• READING PASSAGE:
- - - - - - -
Accordingly, at the hearing, Counsel for the Applicant
was invited to
address us on the question of jurisdiction.
[7]
Counsel submitted that we had the necessary
jurisdiction to adjudicate the matter and referred us to Rule 51(4).
However,
he referred us to the provisions of the old Rule 51(4),
which provided as follows:

(4)
An appeal shall be noted by the delivery of notice,
and,
unless the Court of appeal shall otherwise order
,
by giving security for the Respondent’s costs of appeal to the
amount of R1 000.00: provided that no security shall
be required
from the State or, unless the court of appeal otherwise orders, from
a person to whom legal aid is rendered by a statutorily
established
Legal aid board.”
[8]
We need to mention that Counsel had not
prepared heads of argument in relation to the security and
condonation applications. He
had prepared heads only for the appeal.
[9]
He seemed taken aback when confronted
with the question of jurisdiction.  Nevertheless, he tried his
best to persuade us that
we had jurisdiction.
[10]
In his quest to persuade us, it became
apparent that he was unaware that Rule 51(4) had been amended by
Government Gazette R4476
of 08 March 2024, with effect from 12 April
2024.  The amended 51(4) reads as follows:

(4)(a)
Unless the respondent waives his or her right to security or
the
court subsequently on application to it has released the appellant
wholly or partially from that obligation
,
the appellant shall, before lodging copies of the record on appeal
with the registrar or clerk of the court, enter good and sufficient

security for the respondent's costs of appeal.
(b)
In the event of failure by the parties to agree on the amount of
security, the registrar or clerk of the court shall fix the
amount
and the appellant shall enter
security
in the amount so fixed or such percentage thereof as the court has
determined, as the case may be: Provided that no security
shall be
required from the State or, unless the court of appeal otherwise
orders, from a person to whom legal aid is rendered by
a statutorily
established legal aid board.
- - - - - - -
• STORED ROWS:
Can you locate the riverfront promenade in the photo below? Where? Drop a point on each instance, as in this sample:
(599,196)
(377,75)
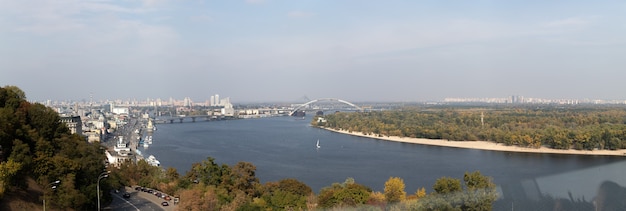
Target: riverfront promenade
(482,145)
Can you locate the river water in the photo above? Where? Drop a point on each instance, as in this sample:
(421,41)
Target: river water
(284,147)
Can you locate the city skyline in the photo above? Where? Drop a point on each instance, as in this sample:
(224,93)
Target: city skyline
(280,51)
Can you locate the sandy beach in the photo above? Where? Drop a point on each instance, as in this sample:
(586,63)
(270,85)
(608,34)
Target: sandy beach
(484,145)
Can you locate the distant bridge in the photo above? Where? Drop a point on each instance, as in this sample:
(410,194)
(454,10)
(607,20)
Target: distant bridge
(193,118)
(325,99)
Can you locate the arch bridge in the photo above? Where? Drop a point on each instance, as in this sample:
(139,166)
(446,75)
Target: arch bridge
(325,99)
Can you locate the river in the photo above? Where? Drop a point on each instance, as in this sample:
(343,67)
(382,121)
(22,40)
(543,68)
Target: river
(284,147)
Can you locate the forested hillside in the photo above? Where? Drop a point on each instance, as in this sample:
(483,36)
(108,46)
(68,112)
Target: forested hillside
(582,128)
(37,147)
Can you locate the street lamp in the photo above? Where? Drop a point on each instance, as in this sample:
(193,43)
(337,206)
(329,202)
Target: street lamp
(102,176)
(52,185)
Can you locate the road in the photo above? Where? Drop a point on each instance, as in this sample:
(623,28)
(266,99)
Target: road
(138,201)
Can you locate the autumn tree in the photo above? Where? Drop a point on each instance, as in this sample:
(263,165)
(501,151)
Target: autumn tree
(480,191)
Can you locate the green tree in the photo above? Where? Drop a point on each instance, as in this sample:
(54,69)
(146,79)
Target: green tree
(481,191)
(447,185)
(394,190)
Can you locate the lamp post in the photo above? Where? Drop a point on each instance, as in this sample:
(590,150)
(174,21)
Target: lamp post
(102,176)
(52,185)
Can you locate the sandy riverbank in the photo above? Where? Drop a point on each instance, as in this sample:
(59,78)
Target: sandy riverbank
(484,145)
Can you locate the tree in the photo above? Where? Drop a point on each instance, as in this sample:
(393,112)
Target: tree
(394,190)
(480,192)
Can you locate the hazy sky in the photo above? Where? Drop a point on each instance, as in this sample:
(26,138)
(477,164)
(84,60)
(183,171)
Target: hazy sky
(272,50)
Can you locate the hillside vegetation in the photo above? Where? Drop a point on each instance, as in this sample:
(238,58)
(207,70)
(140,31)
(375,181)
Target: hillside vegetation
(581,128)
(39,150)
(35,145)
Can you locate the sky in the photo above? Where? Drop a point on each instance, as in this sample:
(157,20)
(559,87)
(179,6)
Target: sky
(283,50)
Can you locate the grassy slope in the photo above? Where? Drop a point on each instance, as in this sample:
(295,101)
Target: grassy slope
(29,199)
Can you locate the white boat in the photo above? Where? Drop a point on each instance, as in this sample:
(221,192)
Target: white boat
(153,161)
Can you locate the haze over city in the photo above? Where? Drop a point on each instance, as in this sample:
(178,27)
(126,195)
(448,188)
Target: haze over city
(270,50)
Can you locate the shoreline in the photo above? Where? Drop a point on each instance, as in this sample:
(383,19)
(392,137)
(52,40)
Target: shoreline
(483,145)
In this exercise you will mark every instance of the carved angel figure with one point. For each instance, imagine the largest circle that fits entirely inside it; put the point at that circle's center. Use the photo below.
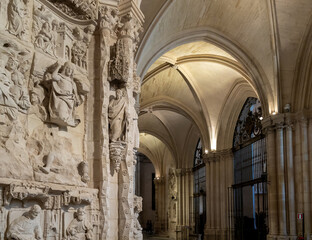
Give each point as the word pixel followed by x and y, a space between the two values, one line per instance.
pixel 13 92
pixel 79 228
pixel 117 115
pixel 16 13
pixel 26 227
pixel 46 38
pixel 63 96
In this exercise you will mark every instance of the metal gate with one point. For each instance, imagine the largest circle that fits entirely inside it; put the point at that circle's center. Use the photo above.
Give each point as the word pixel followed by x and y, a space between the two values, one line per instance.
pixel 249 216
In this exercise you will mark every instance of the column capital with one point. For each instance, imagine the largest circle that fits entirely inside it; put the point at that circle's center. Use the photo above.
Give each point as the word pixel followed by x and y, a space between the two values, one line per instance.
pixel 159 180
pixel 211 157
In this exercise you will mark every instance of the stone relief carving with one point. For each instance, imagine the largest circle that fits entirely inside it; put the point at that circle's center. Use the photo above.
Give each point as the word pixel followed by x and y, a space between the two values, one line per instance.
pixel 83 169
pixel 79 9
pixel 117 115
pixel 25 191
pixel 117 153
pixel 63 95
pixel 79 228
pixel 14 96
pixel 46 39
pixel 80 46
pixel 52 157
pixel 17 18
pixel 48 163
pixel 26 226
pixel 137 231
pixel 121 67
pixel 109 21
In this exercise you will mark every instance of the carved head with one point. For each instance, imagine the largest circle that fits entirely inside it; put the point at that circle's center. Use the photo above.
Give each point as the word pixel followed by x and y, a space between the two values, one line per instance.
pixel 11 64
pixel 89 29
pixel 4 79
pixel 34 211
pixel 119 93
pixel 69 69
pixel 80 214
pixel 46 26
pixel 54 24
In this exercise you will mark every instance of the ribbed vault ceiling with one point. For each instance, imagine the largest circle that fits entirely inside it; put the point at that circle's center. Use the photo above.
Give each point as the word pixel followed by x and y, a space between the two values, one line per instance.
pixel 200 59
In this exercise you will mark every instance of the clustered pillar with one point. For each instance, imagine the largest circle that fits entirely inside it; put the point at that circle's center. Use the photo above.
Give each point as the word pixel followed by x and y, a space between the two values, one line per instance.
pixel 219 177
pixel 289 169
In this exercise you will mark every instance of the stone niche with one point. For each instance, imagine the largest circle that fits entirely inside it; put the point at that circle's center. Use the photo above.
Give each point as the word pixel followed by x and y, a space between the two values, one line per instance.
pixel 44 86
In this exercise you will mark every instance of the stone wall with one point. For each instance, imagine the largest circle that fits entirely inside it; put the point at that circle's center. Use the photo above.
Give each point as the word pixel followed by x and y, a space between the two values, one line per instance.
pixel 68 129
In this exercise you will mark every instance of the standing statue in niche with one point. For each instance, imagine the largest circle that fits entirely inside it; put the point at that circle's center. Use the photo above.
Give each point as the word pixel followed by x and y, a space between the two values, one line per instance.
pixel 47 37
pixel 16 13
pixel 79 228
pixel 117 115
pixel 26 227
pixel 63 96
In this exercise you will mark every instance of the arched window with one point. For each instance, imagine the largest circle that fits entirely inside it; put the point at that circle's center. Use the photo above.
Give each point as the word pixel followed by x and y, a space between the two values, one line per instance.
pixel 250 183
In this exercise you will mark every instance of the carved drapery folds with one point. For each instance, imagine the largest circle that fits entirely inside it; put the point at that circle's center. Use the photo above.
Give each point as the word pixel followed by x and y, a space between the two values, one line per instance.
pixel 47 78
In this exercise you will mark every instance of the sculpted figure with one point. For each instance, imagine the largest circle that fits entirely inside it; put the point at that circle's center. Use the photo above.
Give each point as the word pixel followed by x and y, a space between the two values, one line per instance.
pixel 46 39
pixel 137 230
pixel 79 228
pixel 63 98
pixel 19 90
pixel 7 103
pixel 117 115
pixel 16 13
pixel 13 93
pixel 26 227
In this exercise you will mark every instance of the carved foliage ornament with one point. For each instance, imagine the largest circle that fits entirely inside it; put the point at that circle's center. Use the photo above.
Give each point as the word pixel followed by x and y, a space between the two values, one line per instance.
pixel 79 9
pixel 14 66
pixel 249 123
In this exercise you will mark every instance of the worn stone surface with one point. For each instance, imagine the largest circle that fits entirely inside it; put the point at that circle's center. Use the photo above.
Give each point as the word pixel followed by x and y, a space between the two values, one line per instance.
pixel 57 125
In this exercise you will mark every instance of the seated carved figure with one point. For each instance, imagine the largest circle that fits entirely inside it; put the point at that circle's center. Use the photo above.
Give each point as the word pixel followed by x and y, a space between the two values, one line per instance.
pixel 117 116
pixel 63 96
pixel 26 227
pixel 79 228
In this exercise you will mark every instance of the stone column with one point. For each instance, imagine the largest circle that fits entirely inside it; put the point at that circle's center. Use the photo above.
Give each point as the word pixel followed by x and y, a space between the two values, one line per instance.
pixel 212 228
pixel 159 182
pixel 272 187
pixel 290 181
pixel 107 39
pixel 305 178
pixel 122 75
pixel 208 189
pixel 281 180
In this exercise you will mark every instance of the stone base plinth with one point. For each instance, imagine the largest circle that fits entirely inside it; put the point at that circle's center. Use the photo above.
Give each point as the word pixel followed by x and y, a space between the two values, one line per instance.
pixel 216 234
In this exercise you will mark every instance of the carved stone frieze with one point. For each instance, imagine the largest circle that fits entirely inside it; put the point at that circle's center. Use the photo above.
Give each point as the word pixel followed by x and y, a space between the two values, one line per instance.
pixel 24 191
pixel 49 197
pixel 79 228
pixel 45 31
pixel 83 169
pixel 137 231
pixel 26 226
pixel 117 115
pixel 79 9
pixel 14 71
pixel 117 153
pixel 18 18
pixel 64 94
- - - - - - -
• WHAT YOU NEED TO DO:
Decide whether each of the statements (a), (b), and (c) agrees with the court excerpt on Rule 51(4). Answer yes or no for each, and quote the deciding words from the excerpt.
(a) Counsel had prepared heads of argument for the security and condonation applications.
(b) The amended Rule 51(4) took effect on 12 April 2024.
(c) Under the amended rule, the State must provide security for the respondent's costs of appeal.

• TASK RESPONSE:
(a) No: "Counsel had not prepared heads of argument in relation to the security and condonation applications."
(b) Yes: "with effect from 12 April 2024."
(c) No: "Provided that no security shall be required from the State"